# Question 1969, Can I replace my Heatilator?  Answer: YES!



## gahorn (Mar 23, 2008)

While googling for cast iron I came across this site, and discovered the Q&A;section in which Question No. 1969 was addressed.  The questioner asked if it was possible to seal the side vents in his fireplace, remove the Heatilator, and install a top damper in his firelace.  
The answer given was "No", the questioner was told his suggestion was unsafe, and a very expensive alternative was offered which included pipes, iron work, and/or replacement with fake fire logs.  I wish to explain what I did to my fireplace, very safely, successfully and satisfactorily.

    I first took all the inside-measurements of the existing firebox of the heatilator.  I wanted to preserve the dimensions, size and good function and draft of the fireplace.
I cut out the heatilator with an acetylene torch, and removed it in 4 or 5 smaller pieces.  I cleaned out the hearth/firebox area with a broom and shop vacuum. 
    I then used the heatilator's existing damper to construct a new one out of 10 gauge steel plate.  (This required a cutting torch and welder.  I am not a steelworker and it was at first intimidating, but it turned out not to be too difficult since I already had the model from the heatilator, but a homeowner could always simply hire this work out.)  The new damper was welded to a 4' wide by 4' high plate which was bent back towards the bottom of the chimney opening.  This would guide the future firesmoke to the chimney.  
    The new damper was tack-welded into place above the future firebox by tacking it to the backside of the existing angle-iron (steel angle) which already supported the rock across the front of the fireplace opening, making it invisible.

= Dataset =
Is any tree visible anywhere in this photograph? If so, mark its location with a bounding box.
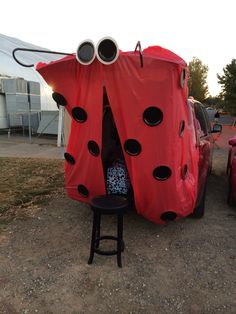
[217,59,236,115]
[188,57,208,101]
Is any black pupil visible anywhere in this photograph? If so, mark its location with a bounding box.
[99,39,116,61]
[78,43,94,62]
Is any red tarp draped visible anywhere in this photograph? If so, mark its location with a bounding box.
[37,46,199,223]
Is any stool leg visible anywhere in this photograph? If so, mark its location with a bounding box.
[117,214,123,267]
[88,212,99,264]
[95,214,101,249]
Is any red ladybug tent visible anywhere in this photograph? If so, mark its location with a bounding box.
[37,46,199,223]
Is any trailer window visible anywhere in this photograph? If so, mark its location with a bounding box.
[194,102,208,136]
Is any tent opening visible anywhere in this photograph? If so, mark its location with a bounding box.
[102,87,131,196]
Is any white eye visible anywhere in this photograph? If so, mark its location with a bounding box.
[96,37,119,64]
[76,39,96,65]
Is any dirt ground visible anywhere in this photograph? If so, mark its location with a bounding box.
[0,127,236,314]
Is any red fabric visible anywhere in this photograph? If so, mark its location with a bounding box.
[37,47,199,223]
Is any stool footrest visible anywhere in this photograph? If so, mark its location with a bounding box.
[94,236,118,255]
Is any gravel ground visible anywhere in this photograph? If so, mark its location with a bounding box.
[0,148,236,314]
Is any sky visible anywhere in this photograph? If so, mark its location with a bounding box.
[0,0,236,96]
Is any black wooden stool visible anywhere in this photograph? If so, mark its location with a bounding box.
[88,195,129,267]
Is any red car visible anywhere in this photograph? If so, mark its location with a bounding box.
[227,135,236,205]
[191,100,222,218]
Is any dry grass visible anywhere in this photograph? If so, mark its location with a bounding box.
[0,158,64,222]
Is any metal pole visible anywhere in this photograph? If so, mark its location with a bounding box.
[57,106,64,147]
[27,82,31,143]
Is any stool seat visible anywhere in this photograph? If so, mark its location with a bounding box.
[90,195,129,215]
[88,195,129,267]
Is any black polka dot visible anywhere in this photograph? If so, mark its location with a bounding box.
[64,153,75,165]
[72,107,87,123]
[179,120,185,136]
[180,69,186,88]
[78,184,89,197]
[153,166,172,181]
[124,139,142,156]
[181,165,188,180]
[88,141,100,156]
[52,92,67,106]
[161,211,177,221]
[143,107,163,126]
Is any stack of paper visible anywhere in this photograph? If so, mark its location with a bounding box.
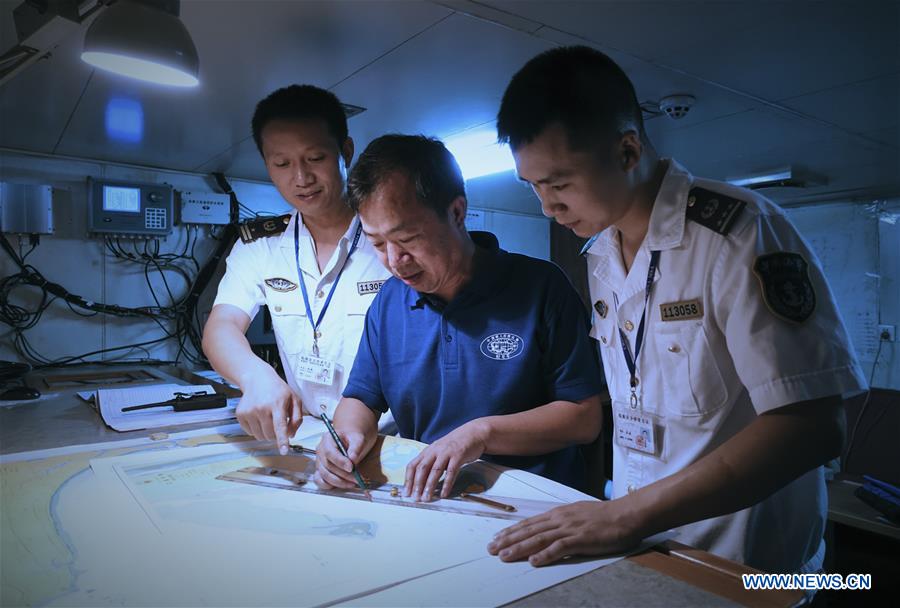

= Problems to solve =
**A)** Answer these questions from the Heatilator post, each on its own line:
(i) What tool did the writer use to cut out the heatilator?
(ii) What gauge of steel plate was the new damper made from?
(iii) What were the dimensions of the plate the new damper was welded to?
**B)** Carry on the Heatilator post from its last sentence.
The records are material separate from the Heatilator post.

= Outputs for the tasks =
**A)**
(i) An acetylene torch.
(ii) 10 gauge.
(iii) 4' wide by 4' high.

**B)**
     Common brick and mortar was used to build-upward/inward to the dimensions which would allow a firebox of the original size after lining with firebrick.  The common brick was taken up as far as possible inside, up towards the chimney flue, and almost to the new damper.  The backface of the fireplace was "canted" or sloped forward at the same angle as the previous heatilator's upper back wall, towards the damper.  The sides were straight up, but angled inward at the backwall exactly as the heatilator was previously.  The backface was supported by first laying a length of 2" steel angle across the tops of the side-walls of common brick.  (Think of a lentel.)  Subsequent courses of brick were installed on top of that first one, each succeeding course protruding slightly forward at the required angle to provide for the correct slope.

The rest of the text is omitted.